▸ Passage:
— Begin —

Web Framework	Programming Language		Content Security Policy Support
Play Framework	Java / Scala	●/●	Available /
			included and enforced by default
Spring / Spring Boot	Java	●/○	Available (Spring Security Module) /
			neither included nor enforced by default
Ruby on Rails	Ruby	●/◐	Available (since Rails 5.2) /
			included but not enforced by default
Express.js	JavaScript	●/○	Available (helmet-csp middleware) /
			neither included nor enforced by default
Meteor	JavaScript	●/◐	Available (browser-policy package) /
			not included but enforced by default
Django	Python	●/◐	Available (Django-CSP middleware) /
			not included but enforced by default
Flask	Python	●/◐	Available (flask-csp extension) /
			not included but enforced by default
Laravel	PHP	●/◐	Available (laravel-csp middleware) /
			not included but enforced by default
Symfony	PHP	○/○	Not available /
			CSP header must be set manually
Gin	Go	●/◐	Available (e.g. Secure middleware) /
			not included but enforced by default
BeeGo	Go	○/○	Not available /
			CSP header must be set manually
ASP.NET	C#	●/◐	Available (e.g. NWebsec library) /
			not included but enforced by default

Table 1: List of popular web frameworks for the 2017 top programming languages Python, Java, C#, JavaScript, PHP and Go (Cass, 2017) and their available support for CSP

To integrate CSPs, software developers are required to configure their server-side web application to send a corresponding “Content-Security-Policy” HTTP header with each HTTP response. Several web frameworks ease this process and offer possibilities to activate CSPs in their configurations with little effort (cf. Table 1). However, in contrast to an easy integration of CSPs in web development frameworks, previous work showed that a secure deployment is difficult (cf. Section 3).

— End —

▸ Aim 1: Reproduce the part of the Content Security Policy passage starting with "Table 1: List" and going on through "(cf. Section 3).".
▸ Aim 2: Please carry on the Content Security Policy passage from its last sentence.

▸ Raw data:
— Begin —

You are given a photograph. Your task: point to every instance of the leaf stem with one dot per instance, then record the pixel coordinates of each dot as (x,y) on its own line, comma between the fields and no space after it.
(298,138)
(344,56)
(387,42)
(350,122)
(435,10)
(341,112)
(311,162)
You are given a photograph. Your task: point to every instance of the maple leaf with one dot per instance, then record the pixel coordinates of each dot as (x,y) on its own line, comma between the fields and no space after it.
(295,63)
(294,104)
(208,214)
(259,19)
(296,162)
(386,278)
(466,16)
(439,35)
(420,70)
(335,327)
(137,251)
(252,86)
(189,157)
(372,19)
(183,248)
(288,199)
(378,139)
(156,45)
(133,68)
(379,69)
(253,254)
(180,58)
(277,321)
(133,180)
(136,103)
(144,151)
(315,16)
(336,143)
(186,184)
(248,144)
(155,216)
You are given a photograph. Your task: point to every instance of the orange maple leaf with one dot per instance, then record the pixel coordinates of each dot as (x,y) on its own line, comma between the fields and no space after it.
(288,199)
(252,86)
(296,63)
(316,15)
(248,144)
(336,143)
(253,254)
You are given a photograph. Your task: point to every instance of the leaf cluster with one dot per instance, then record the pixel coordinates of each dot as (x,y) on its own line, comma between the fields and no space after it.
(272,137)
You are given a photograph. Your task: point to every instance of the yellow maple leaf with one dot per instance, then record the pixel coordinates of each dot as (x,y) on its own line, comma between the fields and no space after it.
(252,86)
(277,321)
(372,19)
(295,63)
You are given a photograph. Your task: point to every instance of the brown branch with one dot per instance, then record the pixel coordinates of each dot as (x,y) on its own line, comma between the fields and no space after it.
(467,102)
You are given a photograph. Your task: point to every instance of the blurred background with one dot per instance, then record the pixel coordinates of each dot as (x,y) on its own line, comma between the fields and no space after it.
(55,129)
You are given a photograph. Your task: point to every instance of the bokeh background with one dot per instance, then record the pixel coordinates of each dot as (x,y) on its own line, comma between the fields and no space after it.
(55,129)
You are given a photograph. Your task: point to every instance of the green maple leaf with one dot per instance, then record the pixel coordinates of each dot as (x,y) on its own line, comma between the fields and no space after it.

— End —

▸ Output 1:
Table 1: List of popular web frameworks for the 2017 top programming languages Python, Java, C#, JavaScript, PHP and Go (Cass, 2017) and their available support for CSP

To integrate CSPs, software developers are required to configure their server-side web application to send a corresponding “Content-Security-Policy” HTTP header with each HTTP response. Several web frameworks ease this process and offer possibilities to activate CSPs in their configurations with little effort (cf. Table 1). However, in contrast to an easy integration of CSPs in web development frameworks, previous work showed that a secure deployment is difficult (cf. Section 3).

▸ Output 2:
3. Related Work

As identified by large-scale analysis (Weissbacher et al., 2014; Patil and Frederik 2016; Weichselbaum et al., 2016; Calzavara et al., 2018), misconfiguration of CSP is a key factor harming the effective implementation in deployed web applications. (Calzavara et al., 2018) described five categories of typical misconfiguration: Typos and negligence, ill-formed policies, lack of reporting, harsh policies and vulnerable policies. In our study we could observe similar categories of vulnerable policies (cf. Section 5). In contrast to their methodology, only analysing already deployed policies, we present the first study to the best of our knowledge evaluating usability issues developers have when working with CSP enabled by default.

Warning messages in the console environment to support developers are hardly being explored. Only recently (Gorski et al., 2018) found evidence for this type of warnings being effective in the context of API (Application Programming Interface) integrated security advice. Warnings were triggered by a Security API if insecure algorithms or parameters were used by developers for encryption or hashing and were displayed in the developers’ programming console. In contrast to their work, we do not test an own or improved warning message design. In this work, we evaluate the current state of the art implementations of CSP console warnings in the Chrome and Firefox browsers in the situation of default CSP enforcement by the Play Framework.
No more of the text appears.